**Available records:**
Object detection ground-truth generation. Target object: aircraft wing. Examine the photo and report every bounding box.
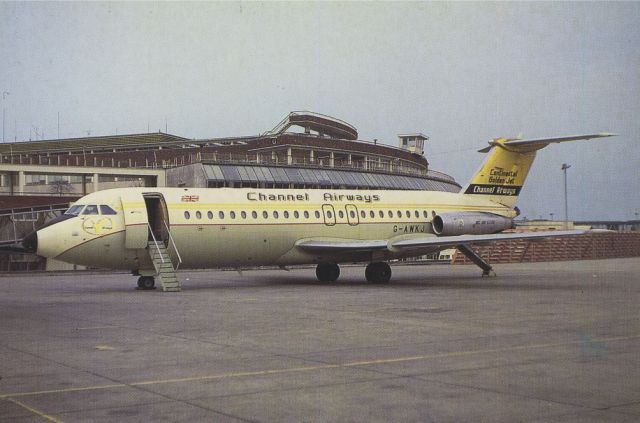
[390,230,588,249]
[296,230,590,254]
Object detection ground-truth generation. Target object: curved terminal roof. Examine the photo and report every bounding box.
[203,164,460,192]
[267,111,358,140]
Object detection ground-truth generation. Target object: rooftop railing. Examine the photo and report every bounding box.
[1,151,458,184]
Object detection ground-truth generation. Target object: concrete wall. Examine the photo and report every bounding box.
[166,163,207,188]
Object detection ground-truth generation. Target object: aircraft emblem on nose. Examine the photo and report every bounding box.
[82,218,114,236]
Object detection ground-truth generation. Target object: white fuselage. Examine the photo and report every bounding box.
[35,187,513,271]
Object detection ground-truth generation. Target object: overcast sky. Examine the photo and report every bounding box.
[1,2,638,220]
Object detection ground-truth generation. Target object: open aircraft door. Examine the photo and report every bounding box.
[345,204,359,226]
[322,204,336,226]
[120,191,148,249]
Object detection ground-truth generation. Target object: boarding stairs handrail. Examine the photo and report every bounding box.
[163,220,182,270]
[147,223,164,264]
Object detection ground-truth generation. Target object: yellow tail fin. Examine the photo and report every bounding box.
[462,133,615,207]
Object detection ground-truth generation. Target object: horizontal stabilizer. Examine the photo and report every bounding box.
[478,133,616,153]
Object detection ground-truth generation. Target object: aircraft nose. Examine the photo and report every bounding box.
[21,213,75,255]
[22,230,38,253]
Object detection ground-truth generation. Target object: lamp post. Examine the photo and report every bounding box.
[2,91,9,143]
[562,163,571,230]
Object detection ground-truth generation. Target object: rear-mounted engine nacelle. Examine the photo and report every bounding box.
[432,212,513,236]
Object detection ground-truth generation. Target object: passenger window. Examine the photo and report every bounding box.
[184,211,190,219]
[284,211,289,219]
[388,210,393,218]
[370,210,375,218]
[208,211,213,219]
[100,205,117,215]
[313,211,319,218]
[350,210,356,218]
[230,211,236,219]
[338,210,344,218]
[241,211,247,219]
[294,211,300,219]
[414,210,419,218]
[219,211,225,219]
[327,211,333,219]
[196,211,202,219]
[360,210,366,218]
[263,211,268,219]
[252,211,258,219]
[273,211,279,219]
[397,211,402,218]
[405,211,411,218]
[379,210,384,218]
[82,205,99,215]
[423,210,428,218]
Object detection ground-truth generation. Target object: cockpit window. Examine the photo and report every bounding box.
[65,205,85,216]
[82,205,99,215]
[100,205,117,215]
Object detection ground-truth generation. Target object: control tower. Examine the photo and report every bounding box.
[397,133,429,156]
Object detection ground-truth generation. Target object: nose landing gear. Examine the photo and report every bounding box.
[365,262,392,283]
[137,276,156,290]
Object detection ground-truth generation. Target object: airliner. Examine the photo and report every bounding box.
[5,133,615,290]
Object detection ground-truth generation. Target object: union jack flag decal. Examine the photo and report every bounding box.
[181,195,200,202]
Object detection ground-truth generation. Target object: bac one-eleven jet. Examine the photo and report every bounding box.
[5,133,614,291]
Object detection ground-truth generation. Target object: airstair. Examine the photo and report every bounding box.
[147,222,182,292]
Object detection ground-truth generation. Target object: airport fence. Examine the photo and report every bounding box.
[452,232,640,265]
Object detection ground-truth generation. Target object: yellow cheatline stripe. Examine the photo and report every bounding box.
[120,202,145,207]
[0,334,637,400]
[3,397,65,423]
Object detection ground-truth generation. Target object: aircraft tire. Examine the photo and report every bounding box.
[138,276,155,290]
[316,263,340,282]
[365,262,392,283]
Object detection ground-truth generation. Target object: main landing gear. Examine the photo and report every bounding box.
[137,276,156,290]
[314,262,392,284]
[316,262,340,282]
[365,262,392,283]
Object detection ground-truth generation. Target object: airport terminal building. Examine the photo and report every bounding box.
[0,111,461,270]
[0,112,459,197]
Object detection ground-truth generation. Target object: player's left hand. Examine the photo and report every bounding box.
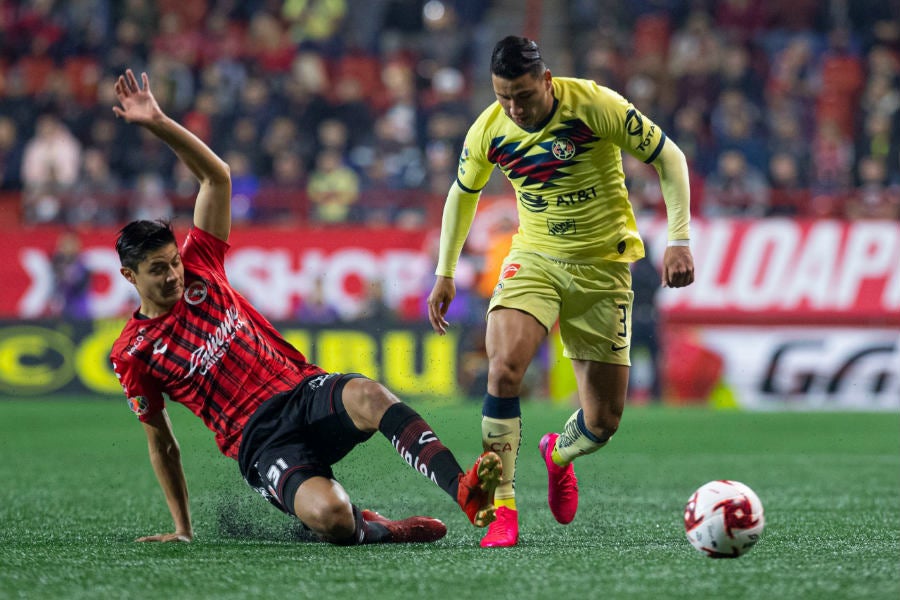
[112,69,164,126]
[427,276,456,335]
[662,246,694,288]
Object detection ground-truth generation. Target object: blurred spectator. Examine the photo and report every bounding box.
[767,151,809,216]
[222,117,264,174]
[296,276,339,324]
[261,116,303,176]
[846,155,900,220]
[225,150,260,223]
[810,118,855,195]
[282,0,347,49]
[856,112,895,169]
[717,42,766,106]
[670,103,715,176]
[354,279,398,324]
[766,105,811,180]
[623,153,664,217]
[129,171,172,221]
[710,89,768,172]
[813,27,865,139]
[579,36,628,90]
[267,151,308,190]
[668,10,723,109]
[765,35,817,110]
[69,147,121,225]
[50,232,91,320]
[246,10,295,74]
[21,114,83,223]
[0,116,24,191]
[234,76,278,136]
[306,148,360,223]
[713,0,768,44]
[702,149,770,217]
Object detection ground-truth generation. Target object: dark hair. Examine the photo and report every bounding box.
[116,220,177,271]
[490,36,546,79]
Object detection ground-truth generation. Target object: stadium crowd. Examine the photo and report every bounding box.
[0,0,898,227]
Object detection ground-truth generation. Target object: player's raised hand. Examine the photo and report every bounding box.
[662,245,695,288]
[427,276,456,335]
[112,69,164,126]
[136,531,193,543]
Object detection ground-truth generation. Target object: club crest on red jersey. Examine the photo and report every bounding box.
[184,280,208,305]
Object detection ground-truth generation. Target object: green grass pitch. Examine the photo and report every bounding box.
[1,397,898,600]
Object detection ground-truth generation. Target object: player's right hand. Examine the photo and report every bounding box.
[427,276,456,335]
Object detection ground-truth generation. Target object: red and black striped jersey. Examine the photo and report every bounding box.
[110,227,325,459]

**What the task requires:** Repeat all the records above exactly, leaving out any pictures.

**Response to this exercise:**
Object detection ground-truth generation. Target object: aircraft wing. Examine the photo and report every bounding box.
[390,230,588,249]
[296,230,590,254]
Object detection ground-truth generation. Target object: curved terminal roof. Examine the photo and report every bounding box.
[203,164,460,192]
[267,111,358,140]
Object detection ground-truth generation. Target object: rooftop railing. Examine the photo and report every bounding box.
[1,151,458,184]
Object detection ground-truth generation. Target object: concrete wall. Examine the photo and report every bounding box.
[166,163,207,188]
Object detection ground-truth generation. Target object: aircraft emblem on nose. Examine the photo and report every bounding box.
[82,218,114,236]
Object detection ground-truth generation. Target object: white fuselage. Examine the photo and report every bounding box.
[35,187,513,271]
Object detection ground-truth generation. Target object: overcast sky. Examine the photo and report every bounding box.
[1,2,638,220]
Object detection ground-truth generation. Target object: open aircraft door. Examine the photo and report every bounding box.
[345,204,359,226]
[322,204,336,226]
[120,191,148,249]
Object detection ground-truth generation. Target object: boarding stairs handrail. Examine the photo and report every bounding box.
[163,220,182,270]
[147,223,164,264]
Object detection ground-truth generation. Target object: yellow tail fin. Examine the photo and report every bounding box.
[462,133,615,207]
Object detection ground-truth generation. Target object: horizontal stabilizer. Examine the photo and report every bounding box.
[478,133,616,153]
Object detection ground-truth generation. Target object: aircraft nose. Examine the photo and report every bounding box.
[21,213,75,255]
[22,230,38,253]
Object detection ground-truth generation. Target object: lamp post. Examine the photo and report every bounding box.
[2,91,9,143]
[562,163,571,230]
Object detection ground-truth generation. Target object: rear-mounted engine nacelle. Examine the photo and report every bounding box.
[432,212,513,236]
Object detection ground-truth generation. Target object: passenger window. Examine the photo and report every bounding box.
[184,211,190,219]
[284,211,289,219]
[388,210,393,218]
[370,210,375,218]
[208,211,213,219]
[100,205,117,215]
[313,211,319,218]
[350,210,356,218]
[230,211,236,219]
[338,210,344,218]
[241,211,247,219]
[294,211,300,219]
[414,210,419,218]
[219,211,225,219]
[327,211,333,219]
[196,211,202,219]
[360,210,366,218]
[263,211,268,219]
[252,211,258,219]
[273,211,279,219]
[397,211,402,218]
[405,211,411,218]
[379,210,384,218]
[82,205,99,215]
[423,210,428,218]
Object detection ground-truth generation. Target object: cockpit window. Examine the photo and report every bounding box.
[65,205,85,216]
[82,205,99,215]
[100,205,117,215]
Object detection ground-truth generation. Target object: control tower. Examine the photo and report every bounding box.
[397,133,429,156]
Object detection ground-truth generation. Target object: nose landing gear. Examine the photo and report every bounding box.
[365,262,392,283]
[137,276,156,290]
Object detection ground-truth generation. Target object: airliner. Examine the photo and report every bounding box.
[5,133,615,290]
Object detection ground-truth generation. Target object: union jack flag decal. Examine the photo and report every bounding box.
[181,195,200,202]
Object detection ground-truth generation. Target object: bac one-eleven jet. Examine the photo and report every bounding box.
[5,133,614,291]
Object detection ground-truth generation. Target object: airstair. Examine the photo and report every bounding box.
[147,222,182,292]
Object detection ground-truth generation. Target object: airport fence. Examine the photo and report every bounding box.
[452,232,640,265]
Object detection ground-truth generation. Target object: yellow cheatline stripe. Examine the photo and report every bounding box.
[120,202,145,207]
[0,334,637,400]
[3,397,65,423]
Object detection ground-truth generation. Target object: aircraft tire. Examine the photo and report every bounding box.
[138,276,155,290]
[316,263,340,282]
[365,262,392,283]
Object detection ground-truth generation. Target object: main landing gear. Examine the photo and report every bounding box.
[137,276,156,290]
[314,262,392,284]
[316,262,340,282]
[365,262,392,283]
Object detection ground-truth generation. Target object: airport terminal building. Examine the photo and report every bounding box.
[0,111,461,270]
[0,112,459,197]
Object detection ground-truth generation. Target object: player's left hand. Examine the photo and report every bounding box.
[112,69,164,126]
[427,276,456,335]
[662,246,694,288]
Object detection ground-truth generation. Target object: blurred spectator. Examine the photo and report every bounding box.
[767,151,809,216]
[222,117,264,174]
[296,276,339,324]
[261,116,303,176]
[846,155,900,220]
[225,150,260,223]
[810,118,855,195]
[282,0,347,49]
[856,112,895,169]
[717,42,766,106]
[670,103,715,176]
[354,279,398,324]
[766,105,811,180]
[623,153,664,217]
[129,171,172,221]
[710,89,768,172]
[813,27,865,139]
[579,36,628,90]
[267,151,308,190]
[668,10,723,109]
[765,35,817,110]
[69,147,121,225]
[50,232,91,320]
[246,10,295,74]
[21,114,83,223]
[0,116,24,191]
[234,76,278,136]
[306,148,360,223]
[713,0,768,44]
[702,149,770,217]
Object detection ground-truth generation. Target object: dark hair. Examine the photo and report every bounding box.
[116,220,177,271]
[490,36,546,79]
Object detection ground-truth generation. Target object: stadium crowd. Examine the photo and report every bounding box.
[0,0,898,227]
Object detection ground-truth generation. Target object: player's raised hand. Examine the photo and report every bounding box.
[662,245,695,288]
[427,276,456,335]
[112,69,164,126]
[136,531,193,543]
Object detection ground-truth generation. Target object: club crest on red jersey. Examine the photo and report every bounding box.
[184,280,208,305]
Object detection ground-truth generation. Target object: green grass pitch. Examine the photo and report every bounding box.
[1,397,898,600]
Object detection ground-truth generation. Target object: player's right hand. Examine the photo and report every bounding box.
[427,276,456,335]
Object detection ground-truth generation. Target object: red and black striped jersey. Examine the photo and report every bounding box.
[110,227,325,459]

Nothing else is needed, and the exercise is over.